● REQUIREMENTS:
Copy the rows below, starting with the line that contains "[trace] <item>dog's chin</item>" and ending with the last line of the rows, with both ends included. Leave the pictures out of your copy.

● DATA SUPPLIED:

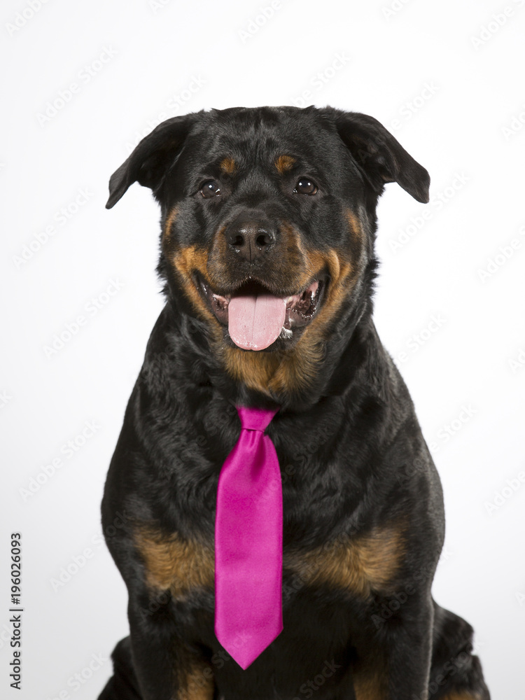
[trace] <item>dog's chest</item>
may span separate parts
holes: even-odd
[[[144,528],[135,531],[135,544],[152,592],[169,591],[174,599],[183,600],[197,589],[213,590],[215,556],[210,543]],[[363,599],[374,592],[386,594],[393,589],[403,554],[402,532],[396,526],[340,537],[309,550],[285,547],[284,601],[304,587],[338,589]]]

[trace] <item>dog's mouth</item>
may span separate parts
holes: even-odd
[[[274,294],[253,278],[224,295],[214,292],[198,273],[196,284],[238,347],[264,350],[279,337],[291,339],[294,330],[312,321],[321,306],[326,280],[314,279],[304,289],[286,296]]]

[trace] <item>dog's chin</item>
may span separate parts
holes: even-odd
[[[253,277],[229,293],[214,290],[196,273],[195,286],[223,327],[226,345],[244,351],[274,352],[294,347],[322,306],[327,276],[319,274],[302,289],[270,289]]]

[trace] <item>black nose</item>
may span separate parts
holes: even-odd
[[[275,245],[275,227],[269,221],[234,221],[226,229],[230,250],[253,262]]]

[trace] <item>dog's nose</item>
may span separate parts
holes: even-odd
[[[253,262],[275,245],[276,232],[270,221],[235,221],[226,230],[230,250]]]

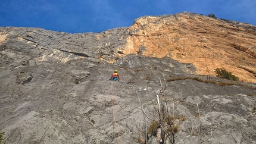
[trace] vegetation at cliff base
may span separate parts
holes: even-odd
[[[227,80],[238,81],[239,78],[233,75],[231,72],[227,71],[224,68],[217,68],[215,69],[215,73],[217,74],[217,77],[223,78]]]

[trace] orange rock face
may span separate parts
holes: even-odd
[[[135,20],[123,52],[193,63],[195,74],[225,68],[241,81],[256,83],[256,27],[183,12]]]

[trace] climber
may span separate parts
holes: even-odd
[[[119,74],[117,73],[117,70],[114,70],[114,73],[112,74],[112,76],[110,77],[110,80],[116,81],[117,79],[119,81],[119,80],[120,80]]]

● TASK ANSWER:
[trace] <item>dog's chin</item>
may span separate parts
holes: even-odd
[[[253,277],[229,293],[214,290],[196,273],[195,286],[223,327],[226,345],[244,351],[274,352],[294,347],[322,306],[327,276],[319,274],[302,289],[270,289]]]

[trace] <item>black nose</item>
may span separate parts
holes: even-odd
[[[275,245],[275,227],[269,221],[234,221],[226,229],[230,250],[253,262]]]

[trace] <item>dog's nose</item>
may span separate parts
holes: even-odd
[[[253,262],[275,245],[276,232],[270,221],[235,221],[226,230],[230,250]]]

[trace] vegetation at cliff base
may span separate parts
holes: even-odd
[[[227,80],[238,81],[239,78],[233,75],[231,72],[227,71],[224,68],[217,68],[215,69],[215,73],[217,74],[217,77],[223,78]]]

[trace] orange rock face
may span separate parts
holes: even-odd
[[[135,20],[123,52],[193,63],[195,74],[225,68],[241,81],[256,83],[256,27],[183,12]]]

[trace] climber
may span separate parts
holes: even-odd
[[[119,74],[117,73],[117,70],[114,70],[114,73],[112,74],[112,76],[110,77],[110,80],[116,81],[117,79],[119,81],[119,80],[120,80]]]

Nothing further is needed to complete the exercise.